* **EXERCISE OBJECTIVE**
Return the records as they stand. No picture is to be included.

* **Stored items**
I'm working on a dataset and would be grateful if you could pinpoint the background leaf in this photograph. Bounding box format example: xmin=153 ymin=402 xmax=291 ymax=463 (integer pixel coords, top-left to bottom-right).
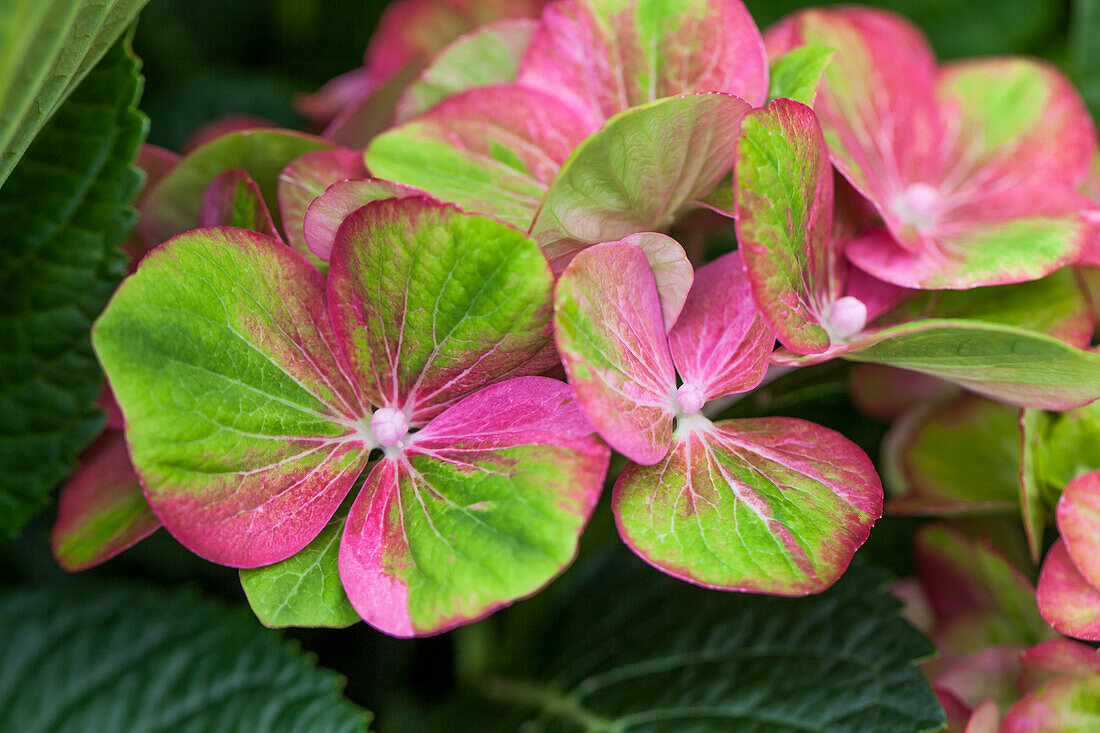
xmin=0 ymin=0 xmax=149 ymax=189
xmin=0 ymin=580 xmax=372 ymax=732
xmin=465 ymin=551 xmax=944 ymax=732
xmin=0 ymin=33 xmax=145 ymax=536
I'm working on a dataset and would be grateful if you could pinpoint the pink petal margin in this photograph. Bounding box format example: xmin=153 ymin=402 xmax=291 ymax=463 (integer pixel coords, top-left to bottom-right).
xmin=1036 ymin=539 xmax=1100 ymax=641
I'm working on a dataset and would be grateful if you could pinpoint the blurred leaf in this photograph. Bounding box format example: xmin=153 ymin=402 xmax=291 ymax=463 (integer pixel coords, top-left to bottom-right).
xmin=1072 ymin=0 xmax=1100 ymax=119
xmin=747 ymin=0 xmax=1066 ymax=60
xmin=0 ymin=33 xmax=146 ymax=536
xmin=0 ymin=580 xmax=372 ymax=732
xmin=460 ymin=551 xmax=944 ymax=732
xmin=0 ymin=0 xmax=149 ymax=188
xmin=768 ymin=45 xmax=834 ymax=104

* **SOLUTION FOR THIS EXERCISE**
I'm working on a dataset and would be grateful if you could pinpoint the background leaf in this photograph. Bounding box format example: xmin=153 ymin=402 xmax=291 ymax=463 (integer pixel coords, top-left to bottom-right).
xmin=0 ymin=0 xmax=149 ymax=189
xmin=0 ymin=580 xmax=372 ymax=732
xmin=465 ymin=551 xmax=944 ymax=732
xmin=0 ymin=33 xmax=145 ymax=536
I'm working on a dataset and would be grateful if you could pinpoint the pink petal margin in this photograph. Bounding box format example: xmin=153 ymin=402 xmax=291 ymax=463 (integer pixel coords, top-left to bottom-right).
xmin=1036 ymin=539 xmax=1100 ymax=641
I'm working on a dataset and would be grateful if you could pinpoint the blurred leaf in this photograph. Bounding box format example: xmin=153 ymin=402 xmax=291 ymax=463 (integer pixel coords, top-left to bottom-right).
xmin=1072 ymin=0 xmax=1100 ymax=119
xmin=747 ymin=0 xmax=1066 ymax=60
xmin=0 ymin=33 xmax=146 ymax=536
xmin=0 ymin=580 xmax=372 ymax=732
xmin=460 ymin=551 xmax=944 ymax=732
xmin=0 ymin=0 xmax=149 ymax=188
xmin=768 ymin=45 xmax=834 ymax=104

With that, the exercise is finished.